begin MATERIAL FOR THIS TASK

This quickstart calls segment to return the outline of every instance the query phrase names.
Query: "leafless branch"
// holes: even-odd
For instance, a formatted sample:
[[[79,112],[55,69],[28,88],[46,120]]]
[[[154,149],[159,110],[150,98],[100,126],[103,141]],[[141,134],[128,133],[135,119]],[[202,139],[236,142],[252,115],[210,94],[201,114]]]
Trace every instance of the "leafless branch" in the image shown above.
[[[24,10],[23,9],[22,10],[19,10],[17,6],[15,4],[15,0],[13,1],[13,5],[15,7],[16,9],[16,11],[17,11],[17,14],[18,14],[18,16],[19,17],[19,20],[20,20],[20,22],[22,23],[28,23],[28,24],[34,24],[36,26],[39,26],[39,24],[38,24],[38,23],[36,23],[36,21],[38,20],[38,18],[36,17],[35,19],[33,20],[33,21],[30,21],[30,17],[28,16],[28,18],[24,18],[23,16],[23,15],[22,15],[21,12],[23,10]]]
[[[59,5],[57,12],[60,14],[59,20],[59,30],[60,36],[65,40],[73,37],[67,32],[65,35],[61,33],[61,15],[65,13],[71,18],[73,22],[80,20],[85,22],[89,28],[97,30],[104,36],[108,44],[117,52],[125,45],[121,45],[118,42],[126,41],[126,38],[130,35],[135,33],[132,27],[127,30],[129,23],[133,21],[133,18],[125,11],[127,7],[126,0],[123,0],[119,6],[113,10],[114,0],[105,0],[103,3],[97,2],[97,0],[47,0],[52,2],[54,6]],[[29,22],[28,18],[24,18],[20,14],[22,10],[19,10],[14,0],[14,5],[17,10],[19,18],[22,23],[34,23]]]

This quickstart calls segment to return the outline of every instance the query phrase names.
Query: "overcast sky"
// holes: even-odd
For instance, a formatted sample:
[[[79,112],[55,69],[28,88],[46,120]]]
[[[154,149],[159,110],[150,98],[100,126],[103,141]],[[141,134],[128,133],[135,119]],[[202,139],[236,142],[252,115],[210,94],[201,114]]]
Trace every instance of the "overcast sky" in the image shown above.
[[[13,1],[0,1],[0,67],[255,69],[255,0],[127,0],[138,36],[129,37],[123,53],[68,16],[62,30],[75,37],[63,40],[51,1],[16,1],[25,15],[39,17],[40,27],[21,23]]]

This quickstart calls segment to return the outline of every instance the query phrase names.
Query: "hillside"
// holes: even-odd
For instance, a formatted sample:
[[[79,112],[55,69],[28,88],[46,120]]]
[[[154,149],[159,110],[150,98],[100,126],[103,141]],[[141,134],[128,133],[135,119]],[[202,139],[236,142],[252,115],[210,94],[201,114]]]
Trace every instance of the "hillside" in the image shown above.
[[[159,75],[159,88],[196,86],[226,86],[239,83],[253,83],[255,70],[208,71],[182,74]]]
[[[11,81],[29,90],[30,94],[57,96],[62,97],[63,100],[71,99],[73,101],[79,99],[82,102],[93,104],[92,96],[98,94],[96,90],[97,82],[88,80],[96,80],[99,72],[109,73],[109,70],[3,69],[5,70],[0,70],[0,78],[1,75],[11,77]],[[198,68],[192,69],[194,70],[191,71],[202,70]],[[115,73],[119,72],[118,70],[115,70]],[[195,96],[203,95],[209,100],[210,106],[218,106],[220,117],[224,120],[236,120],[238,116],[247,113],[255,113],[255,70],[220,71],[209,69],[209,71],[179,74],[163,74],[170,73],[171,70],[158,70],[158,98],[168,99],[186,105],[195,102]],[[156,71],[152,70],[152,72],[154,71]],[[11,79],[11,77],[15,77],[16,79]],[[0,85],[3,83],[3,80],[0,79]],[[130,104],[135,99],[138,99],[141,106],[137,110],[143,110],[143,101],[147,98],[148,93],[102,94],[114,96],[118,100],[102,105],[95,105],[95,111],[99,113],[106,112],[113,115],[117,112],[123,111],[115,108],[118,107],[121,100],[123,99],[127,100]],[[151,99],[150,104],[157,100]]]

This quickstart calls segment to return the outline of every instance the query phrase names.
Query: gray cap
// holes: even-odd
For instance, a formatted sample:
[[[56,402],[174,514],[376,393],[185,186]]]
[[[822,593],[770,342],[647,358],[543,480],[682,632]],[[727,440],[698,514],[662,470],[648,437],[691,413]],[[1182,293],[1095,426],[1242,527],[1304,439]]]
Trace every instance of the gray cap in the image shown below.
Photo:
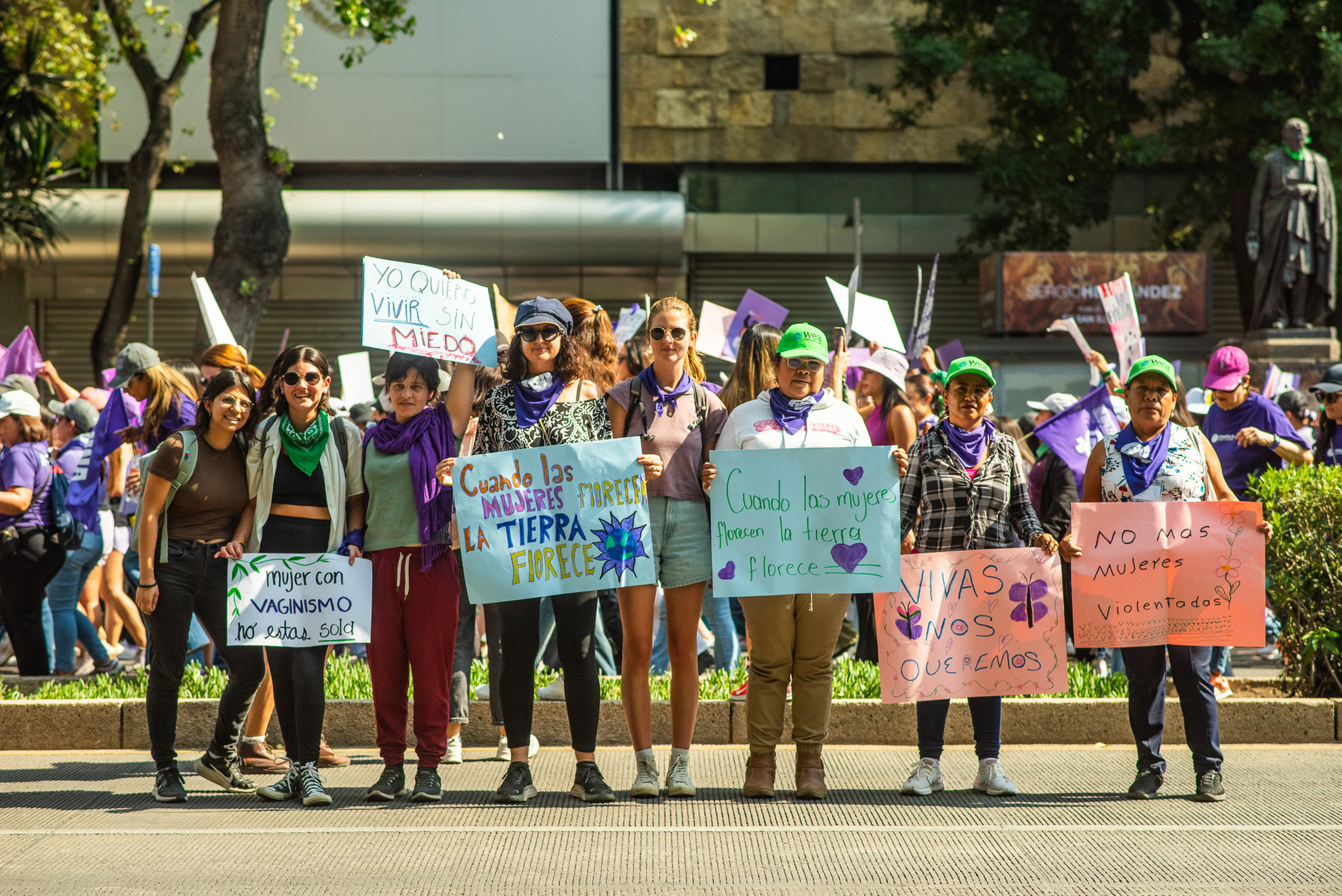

end MATERIAL FOR THIS TASK

**PROBLEM DETAILS:** Restate each entry word for word, leaving out any pictures.

**FULL RESPONSE:**
This quickstart calls segment to return the outline of every instance the query phrase names.
Query: "leafless branch"
// holes: even-odd
For instance, a formatted sample:
[[[79,112],[55,69],[28,88],[46,120]]]
[[[154,149],[159,110],[150,98],[100,126],[103,141]],[[141,134],[128,133],[135,119]],[[202,139],[236,142],[252,115],[210,94],[201,114]]]
Trace every instance of the "leafless branch" in the image shown above.
[[[24,10],[23,9],[22,10],[19,10],[17,6],[15,4],[15,0],[13,1],[13,5],[15,7],[16,9],[16,11],[17,11],[17,14],[18,14],[18,16],[19,17],[19,20],[20,20],[20,22],[22,23],[28,23],[28,24],[34,24],[36,26],[39,26],[39,24],[38,24],[38,23],[36,23],[36,21],[38,20],[38,18],[36,17],[35,19],[33,20],[33,21],[30,21],[30,17],[28,16],[28,18],[24,18],[23,16],[23,15],[22,15],[21,12],[23,10]]]
[[[59,5],[57,12],[60,14],[59,20],[59,30],[60,36],[65,40],[73,37],[67,32],[65,35],[61,33],[61,15],[65,13],[71,18],[73,22],[80,20],[85,22],[89,28],[97,30],[104,36],[108,44],[117,52],[125,45],[121,45],[118,42],[126,41],[126,38],[130,35],[135,33],[132,27],[127,30],[129,23],[133,21],[133,18],[125,11],[127,7],[126,0],[123,0],[119,6],[113,10],[114,0],[105,0],[103,3],[97,2],[97,0],[47,0],[52,2],[54,6]],[[29,22],[28,18],[24,18],[20,14],[22,10],[19,10],[14,0],[14,5],[17,10],[19,18],[22,23],[34,23]]]

This quickstart calls segment to return the outline of every instance the query phrase names.
Query: "overcast sky"
// holes: even-odd
For instance, a formatted sample:
[[[79,112],[55,69],[28,88],[46,120]]]
[[[154,149],[159,110],[150,98],[100,126],[103,141]],[[141,134],[128,133],[135,119]],[[202,139],[236,142],[252,115],[210,94],[201,114]]]
Trace every instance of the "overcast sky" in the image shown above.
[[[13,1],[0,1],[0,67],[255,69],[255,0],[127,0],[138,36],[129,37],[123,53],[68,16],[62,30],[75,37],[63,40],[51,1],[16,1],[25,15],[39,17],[40,27],[21,23]]]

This quickstart calls segment to return the outline of every instance the query phrase names.
Query: "hillside"
// holes: even-odd
For instance, a formatted sample:
[[[79,112],[55,69],[28,88],[46,120]]]
[[[154,149],[159,110],[150,98],[100,126],[103,141]],[[141,134],[128,133],[135,119]],[[202,139],[236,142],[252,115],[210,94],[201,114]]]
Trace every instance of the "hillside" in the image shown above.
[[[159,75],[159,88],[196,86],[226,86],[239,83],[253,83],[255,70],[208,71],[182,74]]]
[[[11,81],[29,90],[30,94],[57,96],[62,97],[63,100],[71,99],[73,101],[79,99],[82,102],[93,104],[92,96],[98,94],[96,90],[97,82],[88,80],[96,80],[99,72],[109,73],[109,70],[3,69],[5,70],[0,70],[0,78],[1,75],[11,77]],[[198,68],[192,69],[194,70],[191,71],[202,70]],[[115,73],[119,72],[118,70],[115,70]],[[195,96],[203,95],[209,100],[210,106],[218,106],[220,117],[224,120],[236,120],[238,116],[247,113],[255,113],[255,70],[220,71],[209,69],[209,71],[179,74],[163,74],[170,73],[171,70],[158,70],[158,98],[168,99],[186,105],[195,102]],[[156,71],[152,70],[152,72],[154,71]],[[11,79],[11,77],[15,77],[16,79]],[[0,85],[3,83],[3,80],[0,79]],[[130,104],[135,99],[138,99],[141,106],[137,110],[143,110],[143,101],[147,98],[148,93],[102,94],[114,96],[118,100],[102,105],[95,105],[95,111],[99,113],[106,112],[113,115],[117,112],[123,111],[115,108],[118,107],[121,100],[123,99],[127,100]],[[151,99],[150,104],[157,100]]]

This quickstart calls segment to return the outline of every instance the query phrase names.
Query: gray cap
// holes: even-odd
For instance, a formatted sample:
[[[56,402],[174,514],[376,393],[185,186]]]
[[[822,593],[770,342],[647,358],[543,480],[682,632]],[[727,440],[698,514],[662,470],[648,437],[691,413]],[[1182,293],[1095,426],[1242,527],[1304,439]]]
Trace every instance of the gray cap in the image shown below.
Photo:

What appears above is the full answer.